▶ _Fragmento_
:::
Las guerras no siembran las semillas del odio, lo injertan de forma directa. Durante el verano de 1996 me encontraba viendo un partido de waterpolo con un adolescente bosnio que había sido acogido temporalmente por una solidaria familia de mi pueblo (Casas Ibáñez, Albacete). No entendía muy bien las reglas disciplinarias de este deporte, pero intuía que cuando un jugador sumergía su cabeza en el agua de forma prolongada era porque lo estaban hundiendo. Tras un lance aleatorio al poco de comenzar el partido, Djenan aseveró: “odio a los croatas”. Comprendí perfectamente que no se refería al juego de los incansables nadadores. Las heridas de las recientes guerras yugoslavas estaban muy recientes y habían sido cáusticas, generacionales.
En ese mismo campeonato olímpico participó una joven selección ucraniana que quedó en la última posición de su grupo, una metáfora de la dificultad que tienen los jóvenes estados cuando comienzan su andadura en solitario, también en el deporte. De forma particular cuando tus vecinos y potencias imperialistas no superan el pasado o anhelan restablecer situaciones de poder pretéritas.
:::
▶ _Sección de registros_
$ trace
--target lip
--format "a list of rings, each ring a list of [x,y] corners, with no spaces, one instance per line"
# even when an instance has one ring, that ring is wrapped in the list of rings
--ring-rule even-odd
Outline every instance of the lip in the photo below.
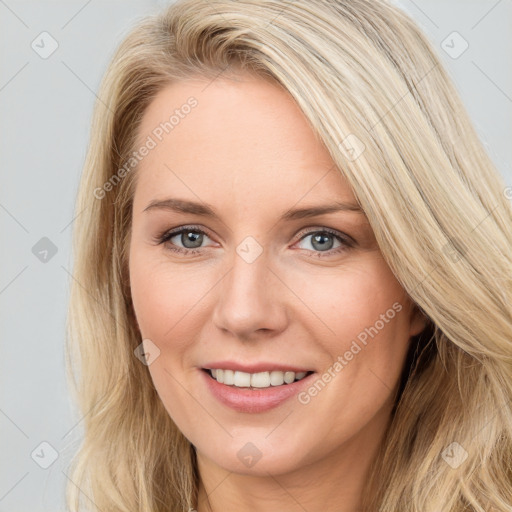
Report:
[[[312,368],[301,368],[299,366],[290,366],[288,364],[273,363],[271,361],[261,361],[259,363],[253,364],[237,363],[236,361],[213,361],[211,363],[206,363],[205,365],[203,365],[203,368],[209,370],[211,370],[212,368],[215,368],[216,370],[233,370],[245,373],[271,372],[273,370],[295,373],[307,373],[310,371],[314,371]]]
[[[291,384],[254,389],[236,388],[234,386],[221,384],[210,375],[209,371],[204,369],[199,369],[199,371],[203,376],[207,388],[217,400],[237,412],[246,413],[265,412],[278,407],[286,400],[296,396],[302,389],[309,386],[316,376],[316,372],[313,372]]]

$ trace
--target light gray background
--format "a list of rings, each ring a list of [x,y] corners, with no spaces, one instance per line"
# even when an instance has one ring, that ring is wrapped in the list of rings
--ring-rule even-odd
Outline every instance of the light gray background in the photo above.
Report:
[[[64,323],[92,106],[116,45],[166,3],[0,0],[0,512],[65,510],[66,472],[82,431],[67,393]],[[397,3],[435,43],[511,185],[512,0]],[[43,31],[58,42],[46,59],[31,47]],[[469,44],[456,59],[442,46],[460,48],[453,36],[442,43],[453,31]],[[46,263],[32,252],[43,237],[57,248]],[[35,462],[51,462],[42,442],[58,454],[47,469]]]

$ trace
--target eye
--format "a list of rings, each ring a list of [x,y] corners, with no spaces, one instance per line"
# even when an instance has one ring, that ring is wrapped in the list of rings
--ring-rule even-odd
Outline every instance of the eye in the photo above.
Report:
[[[311,237],[309,245],[311,248],[301,249],[307,250],[312,253],[314,257],[325,258],[347,251],[355,244],[354,240],[340,231],[330,228],[322,227],[314,231],[301,232],[299,242]],[[210,238],[208,233],[198,226],[180,226],[179,228],[165,231],[158,235],[155,242],[158,244],[165,244],[166,248],[170,251],[181,253],[185,255],[199,254],[203,242],[206,238]],[[173,238],[176,240],[173,241]],[[333,245],[338,242],[338,246]]]
[[[166,247],[174,252],[183,254],[196,254],[201,251],[201,245],[204,238],[208,237],[208,234],[197,226],[182,226],[180,228],[166,231],[157,237],[159,244],[165,244]],[[182,246],[172,242],[172,239],[176,238],[177,242],[181,243]]]
[[[316,231],[309,231],[306,234],[301,234],[304,236],[301,237],[299,242],[311,237],[309,243],[306,245],[309,245],[312,249],[306,247],[306,250],[312,250],[314,256],[318,258],[333,256],[354,246],[352,238],[330,228],[323,227]],[[336,241],[339,245],[333,248]]]

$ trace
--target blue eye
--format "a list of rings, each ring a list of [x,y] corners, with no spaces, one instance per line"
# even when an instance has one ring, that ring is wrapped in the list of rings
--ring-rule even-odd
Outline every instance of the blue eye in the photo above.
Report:
[[[354,242],[351,237],[341,233],[340,231],[332,230],[330,228],[322,227],[316,230],[302,232],[301,235],[302,236],[299,239],[299,242],[305,240],[308,237],[312,237],[310,244],[313,247],[312,250],[304,248],[302,249],[312,252],[315,257],[319,258],[325,258],[339,254],[354,246]],[[180,237],[178,238],[178,241],[181,246],[171,241],[176,237]],[[206,233],[198,226],[180,226],[179,228],[165,231],[159,235],[155,241],[158,244],[165,244],[166,249],[169,249],[173,252],[192,255],[199,254],[201,249],[205,248],[201,247],[205,237],[209,238],[208,233]],[[339,245],[333,248],[335,241],[338,241]]]

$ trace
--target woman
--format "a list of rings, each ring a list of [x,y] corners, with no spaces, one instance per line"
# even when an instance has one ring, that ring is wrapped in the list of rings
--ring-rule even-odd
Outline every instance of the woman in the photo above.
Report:
[[[417,26],[182,0],[99,97],[70,508],[512,511],[512,210]]]

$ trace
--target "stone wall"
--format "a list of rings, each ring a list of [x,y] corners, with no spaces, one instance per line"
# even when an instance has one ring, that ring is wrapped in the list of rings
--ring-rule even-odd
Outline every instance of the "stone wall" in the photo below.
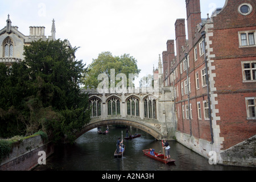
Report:
[[[29,171],[38,164],[39,151],[46,153],[46,157],[53,153],[53,145],[44,144],[40,135],[31,136],[13,144],[13,151],[0,163],[0,171]]]
[[[256,135],[221,154],[223,164],[256,167]]]

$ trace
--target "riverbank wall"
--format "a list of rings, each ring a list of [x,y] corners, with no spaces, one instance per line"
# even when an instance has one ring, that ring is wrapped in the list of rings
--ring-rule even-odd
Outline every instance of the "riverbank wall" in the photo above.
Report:
[[[44,143],[39,135],[16,142],[9,156],[0,163],[0,171],[31,170],[39,164],[40,151],[45,152],[47,158],[54,152],[54,146],[51,142]]]
[[[256,167],[256,135],[228,150],[221,150],[217,142],[211,143],[179,131],[176,141],[199,155],[209,159],[213,163],[246,167]]]

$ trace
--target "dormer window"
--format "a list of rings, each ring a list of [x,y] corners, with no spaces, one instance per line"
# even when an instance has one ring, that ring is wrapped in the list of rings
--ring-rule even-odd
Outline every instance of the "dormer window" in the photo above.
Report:
[[[4,44],[5,57],[13,56],[13,43],[10,39],[7,39]]]

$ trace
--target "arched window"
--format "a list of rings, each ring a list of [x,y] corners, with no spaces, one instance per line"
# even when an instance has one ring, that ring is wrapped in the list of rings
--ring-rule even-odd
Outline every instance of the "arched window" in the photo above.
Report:
[[[96,98],[94,98],[90,100],[90,107],[92,108],[91,117],[97,117],[101,115],[101,102]]]
[[[136,97],[131,97],[127,100],[127,114],[139,116],[139,102]]]
[[[152,97],[148,96],[144,100],[144,117],[157,119],[156,101]]]
[[[4,43],[5,57],[13,56],[13,43],[10,39],[7,39]]]
[[[120,114],[120,101],[112,98],[108,101],[108,115]]]

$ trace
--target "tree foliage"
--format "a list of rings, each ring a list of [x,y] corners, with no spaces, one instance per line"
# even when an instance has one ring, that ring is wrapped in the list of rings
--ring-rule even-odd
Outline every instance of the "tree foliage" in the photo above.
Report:
[[[11,68],[0,65],[0,136],[43,130],[49,139],[64,136],[90,121],[88,97],[80,92],[82,60],[66,40],[32,42],[24,47],[24,60]]]
[[[141,70],[138,68],[137,60],[129,54],[121,56],[113,56],[110,52],[102,52],[98,58],[93,59],[88,66],[88,72],[84,76],[84,84],[85,88],[97,88],[100,81],[98,76],[106,73],[110,80],[111,69],[115,70],[115,77],[118,73],[123,73],[129,78],[129,74],[139,74]],[[117,82],[115,82],[117,84]],[[127,83],[128,85],[128,83]]]

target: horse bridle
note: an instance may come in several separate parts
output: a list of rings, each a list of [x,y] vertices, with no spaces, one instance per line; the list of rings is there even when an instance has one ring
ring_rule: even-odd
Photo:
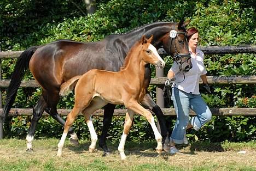
[[[170,32],[170,37],[171,38],[171,43],[170,44],[170,47],[169,47],[169,52],[170,52],[170,51],[171,50],[171,48],[172,47],[172,41],[173,40],[175,40],[175,39],[177,37],[177,34],[183,34],[184,36],[185,36],[185,38],[186,38],[186,39],[184,39],[184,40],[185,39],[187,41],[188,41],[188,39],[187,39],[188,36],[187,36],[187,35],[186,33],[182,32],[177,32],[175,30],[171,30]],[[178,53],[178,51],[177,51],[176,44],[175,43],[174,43],[174,48],[175,48],[175,54],[173,56],[172,58],[173,59],[173,60],[175,61],[176,62],[176,63],[178,64],[178,65],[179,66],[179,71],[182,71],[182,64],[185,62],[188,62],[188,60],[189,59],[191,58],[190,53]],[[182,62],[182,58],[187,58],[187,60],[185,60],[184,61]]]
[[[182,34],[184,35],[185,36],[184,40],[186,40],[187,42],[188,43],[188,36],[187,35],[187,33],[185,32],[177,32],[176,30],[171,30],[170,32],[170,37],[171,38],[171,43],[170,44],[170,47],[169,47],[169,52],[171,50],[171,48],[172,47],[172,41],[173,40],[175,40],[175,39],[177,37],[177,34]],[[179,71],[183,71],[182,69],[182,64],[185,62],[188,62],[188,60],[189,60],[191,58],[191,56],[190,53],[178,53],[178,51],[177,51],[177,48],[176,48],[176,44],[174,43],[174,49],[175,49],[175,54],[172,57],[172,59],[173,59],[174,61],[176,62],[176,63],[178,64],[179,66]],[[182,58],[187,58],[187,60],[185,60],[183,62],[182,62]],[[181,83],[184,81],[185,80],[185,75],[184,74],[184,72],[182,72],[183,74],[183,80],[180,82],[177,82],[174,81],[175,82],[177,83]]]

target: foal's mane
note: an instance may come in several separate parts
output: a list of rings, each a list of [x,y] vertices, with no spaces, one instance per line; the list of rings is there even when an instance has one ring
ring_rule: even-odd
[[[127,55],[125,58],[125,60],[124,61],[123,66],[121,66],[120,68],[120,70],[124,70],[126,67],[126,66],[128,65],[128,64],[129,63],[129,61],[130,60],[130,59],[131,59],[132,56],[132,53],[137,49],[136,47],[139,46],[140,44],[141,44],[141,42],[139,41],[137,41],[133,45],[133,46],[132,46],[132,47],[130,48],[130,50],[128,51],[128,53],[127,53]]]

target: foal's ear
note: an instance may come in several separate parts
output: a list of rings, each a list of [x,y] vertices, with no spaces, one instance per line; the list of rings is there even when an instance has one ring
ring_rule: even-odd
[[[189,24],[189,23],[190,22],[191,20],[189,20],[188,21],[187,21],[186,22],[185,22],[183,26],[184,27],[187,27],[187,26]]]
[[[146,38],[145,35],[143,35],[141,39],[141,44],[142,45],[144,45],[144,44],[147,43],[147,39]]]
[[[150,36],[150,37],[149,38],[149,39],[148,39],[148,42],[149,43],[151,43],[151,41],[152,41],[152,40],[153,40],[153,35],[152,34],[151,36]]]

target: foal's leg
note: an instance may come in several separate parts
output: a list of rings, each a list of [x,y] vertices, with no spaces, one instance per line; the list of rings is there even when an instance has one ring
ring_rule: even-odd
[[[130,100],[129,103],[125,104],[125,106],[127,108],[131,109],[136,113],[145,117],[152,127],[154,134],[155,135],[155,139],[158,143],[158,146],[156,148],[156,151],[159,154],[161,153],[162,150],[162,136],[158,130],[158,128],[155,124],[154,117],[151,113],[141,106],[141,105],[135,100]]]
[[[47,105],[44,98],[41,96],[37,104],[33,108],[33,118],[31,120],[31,124],[28,129],[28,133],[26,138],[26,141],[27,142],[27,151],[31,152],[33,151],[32,141],[34,139],[36,127],[46,106]]]
[[[92,98],[92,95],[89,94],[89,93],[88,96],[85,97],[84,97],[84,94],[82,93],[80,94],[78,93],[75,95],[74,108],[67,115],[65,126],[64,126],[64,131],[63,132],[62,136],[61,136],[61,139],[58,144],[58,152],[57,153],[57,156],[60,157],[62,154],[62,149],[64,146],[66,137],[67,137],[67,135],[68,132],[68,130],[70,129],[73,123],[74,123],[74,121],[78,115],[78,114],[82,112],[90,105]]]
[[[97,109],[101,108],[106,105],[107,102],[98,97],[95,97],[91,102],[90,105],[83,111],[83,114],[84,116],[87,125],[91,135],[91,144],[89,146],[89,152],[92,152],[96,148],[96,144],[98,138],[94,129],[94,125],[91,119],[92,114]]]
[[[124,146],[127,135],[131,129],[135,114],[135,112],[129,109],[127,110],[127,113],[125,115],[125,121],[124,125],[124,131],[122,137],[121,137],[121,140],[120,141],[119,145],[118,146],[118,151],[119,151],[121,160],[124,160],[126,158],[124,153]]]
[[[168,145],[169,138],[166,127],[166,121],[164,118],[164,115],[162,113],[162,110],[155,103],[149,94],[145,95],[143,101],[141,101],[141,103],[147,108],[148,108],[155,114],[160,126],[160,132],[162,137],[162,143],[164,145],[164,150],[166,152],[170,152],[170,146]]]
[[[103,120],[103,127],[101,132],[100,139],[98,141],[98,145],[102,148],[104,151],[103,156],[110,155],[110,150],[107,146],[106,139],[108,134],[108,130],[112,120],[113,114],[115,110],[115,105],[108,103],[104,107],[104,116]]]

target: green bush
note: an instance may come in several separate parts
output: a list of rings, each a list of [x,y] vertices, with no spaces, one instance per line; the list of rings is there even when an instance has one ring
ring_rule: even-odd
[[[81,9],[82,1],[72,1]],[[69,1],[2,1],[0,2],[0,48],[2,51],[22,50],[34,45],[47,44],[60,39],[79,41],[95,41],[112,34],[124,33],[137,27],[158,21],[178,22],[182,18],[191,20],[189,27],[200,30],[201,44],[235,45],[256,44],[255,9],[253,1],[96,1],[95,14],[84,16]],[[173,62],[165,57],[165,75]],[[255,75],[254,54],[206,55],[208,75]],[[16,60],[2,60],[2,77],[9,79]],[[152,68],[152,77],[155,75]],[[32,78],[29,72],[25,80]],[[210,107],[255,107],[256,86],[245,84],[211,85],[211,94],[202,94]],[[155,100],[155,86],[149,90]],[[20,88],[14,106],[33,107],[40,94],[40,88]],[[5,92],[2,90],[3,99]],[[73,94],[63,97],[59,108],[72,108]],[[173,107],[170,104],[168,107]],[[170,132],[176,117],[166,117]],[[124,117],[113,117],[108,139],[118,141],[123,130]],[[200,131],[193,130],[188,135],[191,141],[212,142],[248,141],[255,139],[255,117],[213,117]],[[4,127],[6,136],[24,138],[30,125],[30,117],[9,118]],[[102,117],[94,117],[98,135]],[[89,138],[83,117],[73,125],[80,138]],[[11,130],[11,131],[9,131]],[[56,137],[62,128],[51,117],[40,119],[36,133],[37,138]],[[149,125],[144,118],[136,116],[128,139],[140,141],[154,139]],[[47,133],[45,133],[47,132]]]

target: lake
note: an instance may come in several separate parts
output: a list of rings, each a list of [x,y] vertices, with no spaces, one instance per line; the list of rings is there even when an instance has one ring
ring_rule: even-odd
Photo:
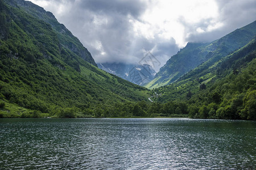
[[[1,169],[256,169],[256,122],[0,119]]]

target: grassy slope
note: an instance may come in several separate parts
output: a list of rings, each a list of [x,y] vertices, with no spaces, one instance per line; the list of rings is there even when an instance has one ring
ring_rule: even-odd
[[[152,89],[170,84],[203,62],[208,61],[208,63],[212,65],[245,45],[255,36],[255,30],[256,22],[254,22],[209,44],[188,43],[167,62],[155,79],[145,87]]]

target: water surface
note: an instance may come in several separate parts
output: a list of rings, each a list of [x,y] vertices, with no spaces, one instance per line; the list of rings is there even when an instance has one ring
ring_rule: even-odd
[[[1,119],[2,169],[256,168],[256,122]]]

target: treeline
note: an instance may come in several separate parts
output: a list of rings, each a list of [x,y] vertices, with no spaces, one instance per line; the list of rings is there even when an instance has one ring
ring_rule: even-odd
[[[234,53],[202,78],[195,76],[154,90],[161,94],[155,100],[185,101],[191,118],[256,120],[256,51],[252,44],[254,48],[245,48],[250,50],[245,56],[244,50]]]

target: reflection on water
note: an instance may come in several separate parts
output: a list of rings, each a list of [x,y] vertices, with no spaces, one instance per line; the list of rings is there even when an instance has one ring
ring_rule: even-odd
[[[255,121],[1,119],[0,168],[255,169]]]

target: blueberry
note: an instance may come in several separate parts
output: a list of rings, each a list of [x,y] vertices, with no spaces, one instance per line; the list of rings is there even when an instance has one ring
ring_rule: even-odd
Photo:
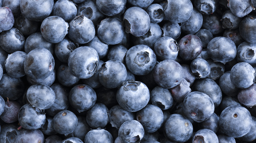
[[[45,123],[46,116],[42,110],[26,104],[20,108],[18,119],[22,128],[33,130],[43,127]]]
[[[236,64],[231,69],[231,82],[237,88],[248,88],[254,82],[255,71],[247,63],[241,62]]]
[[[68,64],[72,74],[79,78],[88,78],[93,75],[97,69],[99,56],[91,47],[78,47],[69,56]]]
[[[143,126],[136,120],[126,121],[121,125],[118,131],[118,136],[124,143],[139,143],[144,135]]]
[[[145,84],[133,80],[124,82],[116,96],[119,105],[130,112],[137,112],[144,108],[150,97],[149,91]]]
[[[236,52],[236,47],[234,42],[224,37],[213,38],[207,46],[207,53],[211,58],[224,64],[235,58]]]
[[[96,96],[94,90],[89,86],[78,85],[69,92],[69,101],[71,106],[79,112],[91,108],[96,102]]]
[[[208,119],[212,115],[214,105],[208,95],[201,92],[194,91],[185,97],[182,110],[187,117],[200,122]]]
[[[125,62],[128,69],[137,75],[147,74],[156,63],[156,56],[152,49],[145,45],[137,45],[126,53]]]
[[[149,29],[150,19],[143,9],[133,7],[129,8],[124,12],[123,23],[127,33],[135,36],[141,36]]]
[[[24,62],[24,71],[32,79],[42,80],[53,72],[55,64],[54,59],[49,50],[37,48],[27,55]]]
[[[68,36],[73,41],[85,44],[95,36],[95,28],[92,21],[83,15],[76,16],[69,22]]]
[[[69,110],[63,110],[54,116],[53,126],[57,133],[66,135],[75,129],[77,122],[77,118],[75,114]]]
[[[163,126],[165,136],[171,142],[187,141],[193,133],[192,124],[180,114],[174,114],[168,116]]]
[[[181,82],[182,71],[182,67],[178,62],[171,59],[164,60],[156,66],[154,79],[162,87],[172,88]]]
[[[120,20],[116,17],[108,18],[100,22],[98,25],[97,33],[99,39],[103,42],[114,45],[122,41],[124,30]]]
[[[25,39],[23,34],[15,28],[3,31],[0,35],[0,46],[9,53],[23,51]]]
[[[14,24],[14,17],[11,10],[7,7],[0,7],[0,32],[9,30]]]
[[[239,137],[249,132],[252,125],[252,117],[245,108],[231,105],[222,111],[220,115],[219,124],[220,128],[226,135]]]
[[[21,14],[25,17],[31,20],[42,21],[50,15],[54,4],[53,0],[20,0],[20,6]]]

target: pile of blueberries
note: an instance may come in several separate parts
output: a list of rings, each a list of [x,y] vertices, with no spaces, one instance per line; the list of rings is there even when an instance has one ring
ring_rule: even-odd
[[[255,142],[255,8],[0,0],[0,143]]]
:::
▶ _Qué se pide_
Prosigue el fragmento sobre las guerras y el odio a partir de su última oración.

▶ _Resultado esperado_
A España también le ocurrió durante el siglo XIX tras la emancipación de las colonias continentales americanas. Entonces las élites rectoras tomaron la decisión de no reconocer a las jóvenes repúblicas, proceso que se alargó durante varias décadas. En el ínterin, se sucedieron proyectos para entronizar a candidatos afines, endebles propuestas para intentar restablecer la dominación colonial o acciones de guerra como los bombardeos de Valparaíso (Chile) y Callao (Perú) mediada la década de los sesenta. Los móviles de estos continuos conflictos fueron variados: la muerte de españoles residentes, el cese del pago de la deuda o la apropiación por parte de la antigua metrópoli de un archipiélago guanero en el Pacífico. Todos ellos fueron concebidos como atentados contra la dignidad nacional.
España había conseguido salvar las colonias de Cuba y Puerto Rico, posesiones que se revalorizaron como poderosos enclaves azucareros trabajados con mano de obra esclava africana. Las boyantes haciendas de estos territorios insulares permitieron sufragar muchas de estas intervenciones en Latinoamérica que mantuvieron viva la amenaza de los “godos”, como se denominó despectivamente a los españoles desde los diarios sudamericanos.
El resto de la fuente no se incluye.